[[ EXTRACTED DATA, beginning ]]

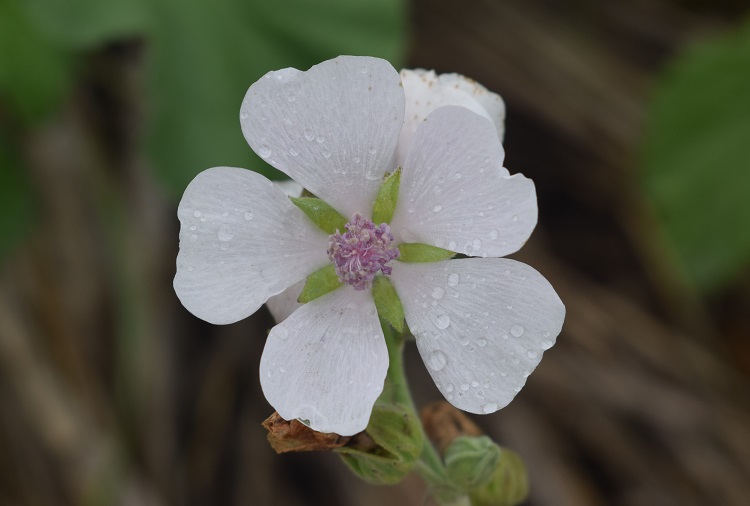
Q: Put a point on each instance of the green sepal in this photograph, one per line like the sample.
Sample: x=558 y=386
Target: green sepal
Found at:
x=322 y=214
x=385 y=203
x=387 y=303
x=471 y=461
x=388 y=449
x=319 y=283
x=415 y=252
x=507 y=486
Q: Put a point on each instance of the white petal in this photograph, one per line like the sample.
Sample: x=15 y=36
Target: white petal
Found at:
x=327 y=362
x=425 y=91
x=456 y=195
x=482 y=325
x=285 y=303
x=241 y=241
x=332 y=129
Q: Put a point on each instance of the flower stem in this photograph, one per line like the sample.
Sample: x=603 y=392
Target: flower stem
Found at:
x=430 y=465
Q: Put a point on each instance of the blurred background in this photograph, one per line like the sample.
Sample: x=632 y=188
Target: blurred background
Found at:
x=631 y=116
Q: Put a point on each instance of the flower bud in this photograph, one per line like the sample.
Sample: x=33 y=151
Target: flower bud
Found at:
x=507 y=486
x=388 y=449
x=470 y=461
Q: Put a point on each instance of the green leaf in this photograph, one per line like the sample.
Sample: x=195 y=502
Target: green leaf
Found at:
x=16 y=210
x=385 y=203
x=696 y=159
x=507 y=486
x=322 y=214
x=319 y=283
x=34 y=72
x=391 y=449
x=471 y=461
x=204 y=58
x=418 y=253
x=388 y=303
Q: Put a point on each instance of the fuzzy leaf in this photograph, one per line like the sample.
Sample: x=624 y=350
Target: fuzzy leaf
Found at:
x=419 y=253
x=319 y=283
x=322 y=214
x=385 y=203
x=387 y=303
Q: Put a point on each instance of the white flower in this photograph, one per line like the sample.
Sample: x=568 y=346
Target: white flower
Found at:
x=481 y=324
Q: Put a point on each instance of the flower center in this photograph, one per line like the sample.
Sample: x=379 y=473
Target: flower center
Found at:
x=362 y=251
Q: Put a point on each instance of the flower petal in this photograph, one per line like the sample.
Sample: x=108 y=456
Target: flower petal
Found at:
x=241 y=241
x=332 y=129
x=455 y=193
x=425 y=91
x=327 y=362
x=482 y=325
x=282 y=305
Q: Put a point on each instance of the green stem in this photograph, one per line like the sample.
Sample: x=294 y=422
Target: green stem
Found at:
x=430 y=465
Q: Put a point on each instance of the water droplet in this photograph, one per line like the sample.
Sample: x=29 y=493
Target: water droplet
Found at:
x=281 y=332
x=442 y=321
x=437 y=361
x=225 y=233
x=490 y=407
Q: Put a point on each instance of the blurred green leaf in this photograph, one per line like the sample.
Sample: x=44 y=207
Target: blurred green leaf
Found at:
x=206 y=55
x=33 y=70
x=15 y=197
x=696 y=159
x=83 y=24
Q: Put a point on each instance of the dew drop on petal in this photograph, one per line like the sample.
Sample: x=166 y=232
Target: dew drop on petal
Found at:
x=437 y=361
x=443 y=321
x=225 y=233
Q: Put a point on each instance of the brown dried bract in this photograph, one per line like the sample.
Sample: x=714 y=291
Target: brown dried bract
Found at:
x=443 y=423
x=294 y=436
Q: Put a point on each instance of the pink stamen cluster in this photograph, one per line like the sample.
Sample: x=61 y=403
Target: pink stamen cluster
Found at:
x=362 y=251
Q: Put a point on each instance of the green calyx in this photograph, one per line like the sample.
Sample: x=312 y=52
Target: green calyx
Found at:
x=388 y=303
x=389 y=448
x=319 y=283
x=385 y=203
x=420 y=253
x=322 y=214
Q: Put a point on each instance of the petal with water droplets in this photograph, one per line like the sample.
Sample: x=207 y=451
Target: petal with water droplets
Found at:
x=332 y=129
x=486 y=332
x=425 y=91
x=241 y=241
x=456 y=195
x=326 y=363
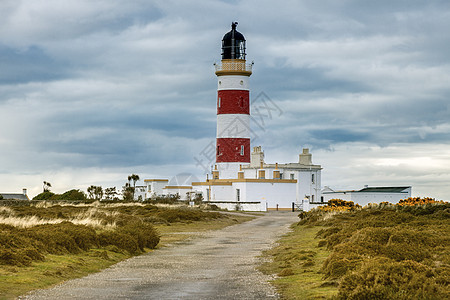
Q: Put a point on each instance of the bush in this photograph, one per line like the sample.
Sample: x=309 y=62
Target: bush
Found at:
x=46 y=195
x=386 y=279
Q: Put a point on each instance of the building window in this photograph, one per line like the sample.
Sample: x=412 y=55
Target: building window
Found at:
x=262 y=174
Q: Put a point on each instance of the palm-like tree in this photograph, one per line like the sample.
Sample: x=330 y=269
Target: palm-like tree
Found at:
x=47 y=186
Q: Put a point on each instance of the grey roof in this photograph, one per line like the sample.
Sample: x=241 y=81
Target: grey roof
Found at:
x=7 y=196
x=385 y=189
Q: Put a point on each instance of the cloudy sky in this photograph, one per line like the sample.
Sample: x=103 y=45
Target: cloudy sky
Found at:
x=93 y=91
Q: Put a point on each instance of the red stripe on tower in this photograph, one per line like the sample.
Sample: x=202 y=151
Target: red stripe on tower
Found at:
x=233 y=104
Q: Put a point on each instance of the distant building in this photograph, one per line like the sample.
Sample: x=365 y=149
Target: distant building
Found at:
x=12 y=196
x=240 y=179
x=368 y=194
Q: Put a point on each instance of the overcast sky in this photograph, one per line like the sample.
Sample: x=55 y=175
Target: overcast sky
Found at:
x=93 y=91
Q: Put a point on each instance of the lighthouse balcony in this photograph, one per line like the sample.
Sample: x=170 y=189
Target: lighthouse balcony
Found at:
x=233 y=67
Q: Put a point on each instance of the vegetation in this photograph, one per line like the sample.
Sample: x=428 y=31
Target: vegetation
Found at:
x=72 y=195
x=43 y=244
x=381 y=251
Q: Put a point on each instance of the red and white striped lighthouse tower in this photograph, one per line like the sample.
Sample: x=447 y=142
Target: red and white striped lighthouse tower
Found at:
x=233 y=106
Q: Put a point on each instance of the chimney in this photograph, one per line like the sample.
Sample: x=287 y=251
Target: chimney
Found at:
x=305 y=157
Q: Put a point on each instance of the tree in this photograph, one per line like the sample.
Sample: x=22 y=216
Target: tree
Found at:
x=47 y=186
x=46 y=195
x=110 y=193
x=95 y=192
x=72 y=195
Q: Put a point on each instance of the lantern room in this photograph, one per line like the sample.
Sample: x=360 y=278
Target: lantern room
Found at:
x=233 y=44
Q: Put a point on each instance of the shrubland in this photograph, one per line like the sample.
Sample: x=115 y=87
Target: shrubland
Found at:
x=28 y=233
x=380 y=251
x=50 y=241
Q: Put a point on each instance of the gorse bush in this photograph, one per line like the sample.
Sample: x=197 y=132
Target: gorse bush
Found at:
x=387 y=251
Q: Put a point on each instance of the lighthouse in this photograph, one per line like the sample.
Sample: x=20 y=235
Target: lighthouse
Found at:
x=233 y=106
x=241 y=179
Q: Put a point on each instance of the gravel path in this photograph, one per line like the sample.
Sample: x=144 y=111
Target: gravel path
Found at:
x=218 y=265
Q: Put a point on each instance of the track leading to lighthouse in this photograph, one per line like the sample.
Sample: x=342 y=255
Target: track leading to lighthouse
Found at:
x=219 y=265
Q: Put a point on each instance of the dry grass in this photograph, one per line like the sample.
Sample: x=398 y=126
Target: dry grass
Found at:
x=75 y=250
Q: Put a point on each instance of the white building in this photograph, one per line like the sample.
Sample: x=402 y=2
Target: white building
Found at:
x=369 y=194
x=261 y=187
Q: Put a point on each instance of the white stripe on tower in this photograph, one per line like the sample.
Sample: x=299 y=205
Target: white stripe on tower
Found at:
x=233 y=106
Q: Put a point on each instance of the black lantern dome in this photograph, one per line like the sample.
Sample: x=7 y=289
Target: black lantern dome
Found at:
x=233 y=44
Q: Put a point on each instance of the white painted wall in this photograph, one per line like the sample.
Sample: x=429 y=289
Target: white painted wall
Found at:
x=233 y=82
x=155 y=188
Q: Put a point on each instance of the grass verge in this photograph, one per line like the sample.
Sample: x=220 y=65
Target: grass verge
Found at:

[[ EXTRACTED DATA, end ]]

> TASK TO CARRY OUT:
Above are the records; transcribe them exactly without the pictures.

> EXPECTED ANSWER:
Q: Put a point on each instance of the green sepal in this photograph, one per line like the sample.
Sample: x=558 y=386
Target: green sepal
Found at:
x=322 y=214
x=385 y=203
x=387 y=303
x=471 y=461
x=388 y=449
x=319 y=283
x=415 y=252
x=507 y=486
Q: Put a point on each instance of the white petal in this photograph, one per line like the sample.
Sample: x=15 y=36
Target: white petal
Found at:
x=327 y=362
x=425 y=91
x=456 y=195
x=482 y=325
x=285 y=303
x=241 y=241
x=332 y=129
Q: Put a point on each instance of the flower stem in this photograph, one per line like the sample.
Sample: x=603 y=392
Target: flower stem
Found at:
x=430 y=465
Q: Put a point on each instance of the blurred background in this photograph, one per line like the sample.
Sample: x=632 y=188
Target: blurred background
Found at:
x=631 y=116
Q: Put a point on each instance of the flower bud in this photograph, one per line like the sample.
Sample: x=33 y=151
Target: flower bud
Found at:
x=507 y=486
x=388 y=449
x=470 y=461
Q: Put a point on each instance of the green leaf in this photograph, one per line like the sample.
Sample: x=195 y=502
Target: green leaf
Found at:
x=16 y=210
x=385 y=203
x=696 y=159
x=507 y=486
x=322 y=214
x=319 y=283
x=34 y=72
x=391 y=449
x=471 y=461
x=204 y=58
x=418 y=253
x=388 y=303
Q: Put a point on each instance of the fuzzy leaf in this photograph, one per line like the sample.
Sample: x=624 y=350
Target: fuzzy leaf
Found at:
x=419 y=253
x=319 y=283
x=322 y=214
x=385 y=203
x=387 y=303
Q: Put a point on each instance of the white flower in this photograph, one per line like the sample.
Sample: x=568 y=346
Target: white flower
Found at:
x=481 y=324
Q: Put a point on each instance of the flower center in this photograph, one per line like the sample.
Sample: x=379 y=473
Target: flower center
Found at:
x=362 y=251
Q: Put a point on each instance of the flower petal in this photograph, one per line like the sample.
Sample: x=108 y=456
Target: flower petal
Found at:
x=241 y=241
x=332 y=129
x=455 y=193
x=425 y=91
x=327 y=362
x=482 y=325
x=282 y=305
Q: Put a point on each instance of the green stem in this photograph, one per line like the sample.
Sample: x=294 y=422
Target: green stem
Found at:
x=430 y=465
Q: Put a point on each instance of the water droplet in this photograph, one per line like the sample.
Sample: x=29 y=493
Target: water droplet
Found at:
x=281 y=332
x=442 y=321
x=437 y=361
x=225 y=233
x=490 y=407
Q: Put a point on each instance of the blurred green leaf in this photograph, one per line like the sample.
Sample: x=44 y=207
Target: blurred green leaf
Found at:
x=206 y=55
x=33 y=70
x=15 y=197
x=696 y=159
x=83 y=24
Q: Put a point on each instance of the dew drop on petal in this photograph, one per line like the sample.
Sample: x=166 y=232
Target: dew drop on petal
Found at:
x=437 y=361
x=443 y=321
x=225 y=233
Q: Put a point on each instance of the brown dried bract in this photograph, one per line like the sample.
Sample: x=714 y=291
Target: brown dried bract
Found at:
x=443 y=423
x=294 y=436
Q: Put a point on each instance of the pink stamen cluster in this photograph, one per line like the sample.
Sample: x=61 y=403
Target: pink stamen cluster
Found at:
x=362 y=251
Q: Put a point on each instance of the green calyx in this photograph, one per line like the sample.
Sample: x=312 y=52
Target: green calyx
Found at:
x=388 y=303
x=389 y=448
x=319 y=283
x=385 y=203
x=420 y=253
x=322 y=214
Q: Put a point on each instance of the petal with water droplets in this photograph, one per line like the sample.
Sample: x=207 y=451
Target: petal with water droplets
Found at:
x=332 y=129
x=486 y=332
x=425 y=91
x=241 y=241
x=456 y=195
x=326 y=363
Q: Put a point on each instance of the bush in this photograph, one per line like the sample.
Sample: x=309 y=62
Target: bush
Found at:
x=46 y=195
x=386 y=279
Q: Put a point on each instance of the building window in this photograph, one per line like the sample.
Sample: x=412 y=55
Target: building window
Found at:
x=262 y=174
Q: Put a point on each instance of the palm-like tree in this photograph, one per line like the sample.
Sample: x=330 y=269
Target: palm-like tree
Found at:
x=47 y=186
Q: Put a point on each instance of the grey roof in this photograph, one per line like the sample.
Sample: x=241 y=81
Target: grey roof
Found at:
x=7 y=196
x=385 y=189
Q: Put a point on each instance of the cloudy sky in this photograph, one per line like the sample.
Sample: x=103 y=45
Target: cloudy sky
Found at:
x=93 y=91
Q: Put a point on each instance of the red stripe on tower in this photograph, one per line like the sample.
Sample: x=202 y=151
Target: red stripe on tower
Found at:
x=233 y=104
Q: Put a point on each instance of the distant building in this photograph, one per line like the sample.
Sample: x=365 y=149
Target: distant building
Found at:
x=12 y=196
x=240 y=179
x=368 y=194
Q: Put a point on each instance of the overcast sky in this photograph, one per line like the sample.
Sample: x=55 y=175
Target: overcast sky
Found at:
x=93 y=91
Q: Put a point on each instance of the lighthouse balcony in this photograph, one per line like the sample.
Sample: x=170 y=189
Target: lighthouse balcony
Found at:
x=233 y=67
Q: Put a point on each instance of the vegetation in this photograph, one per line like the sample.
Sample: x=428 y=31
Target: vegetation
Found at:
x=72 y=195
x=43 y=244
x=381 y=251
Q: Put a point on each instance of the red and white striped lighthouse tower in this photograph, one per line like the sample.
Sample: x=447 y=142
Target: red and white striped lighthouse tower
Found at:
x=233 y=106
Q: Put a point on each instance of the chimney in this photograph, one per line like the sample.
Sample: x=287 y=251
Target: chimney
Found at:
x=305 y=157
Q: Put a point on each instance of the tree in this photograph, one per line like the sample.
Sample: x=22 y=216
Target: tree
Found at:
x=47 y=186
x=46 y=195
x=110 y=193
x=95 y=192
x=72 y=195
Q: Put a point on each instance of the lantern room in this photograph, one per line like the sample.
Sample: x=360 y=278
Target: lantern room
Found at:
x=233 y=44
Q: Put a point on each instance of the shrubland in this photograph, one per line like the sample.
Sample: x=115 y=87
Target: shrubland
Found at:
x=28 y=233
x=380 y=251
x=50 y=241
Q: Put a point on each instance of the gorse bush in this photograph, one per line like the sample.
Sample: x=197 y=132
Target: gorse bush
Found at:
x=387 y=251
Q: Put a point on each instance of the lighthouse in this photograph, one per line like the sample.
Sample: x=20 y=235
Target: lighthouse
Found at:
x=233 y=106
x=241 y=179
Q: Put a point on each instance of the gravel path in this photograph, one per line like the sample.
Sample: x=144 y=111
Target: gravel path
Found at:
x=218 y=265
Q: Put a point on each instance of the track leading to lighthouse in this photograph, one per line like the sample.
Sample: x=342 y=255
Target: track leading to lighthouse
Found at:
x=219 y=265
Q: Put a point on each instance of the dry grass in this photograph, one per line like the sample.
Sample: x=398 y=126
Target: dry grass
Found at:
x=75 y=250
Q: Put a point on each instance of the white building in this photograph, one per line like the sample.
Sample: x=402 y=2
Target: white building
Found at:
x=369 y=194
x=261 y=187
Q: Put a point on each instance of the white stripe on tower in this photograph, one per line like the sample.
Sample: x=299 y=205
Target: white stripe on tower
Found at:
x=233 y=106
Q: Put a point on each instance of the black lantern dome in this photograph, one per line like the sample.
Sample: x=7 y=289
Target: black lantern dome
Found at:
x=233 y=44
Q: Put a point on each instance of the white painted wall in this photograph, one per line like the sample.
Sample: x=429 y=289
Target: white painted wall
Found at:
x=233 y=82
x=155 y=188
Q: Put a point on each instance of the grass verge in this photograph, one per line like the sample.
Sample: x=220 y=65
Target: grass verge
Found at:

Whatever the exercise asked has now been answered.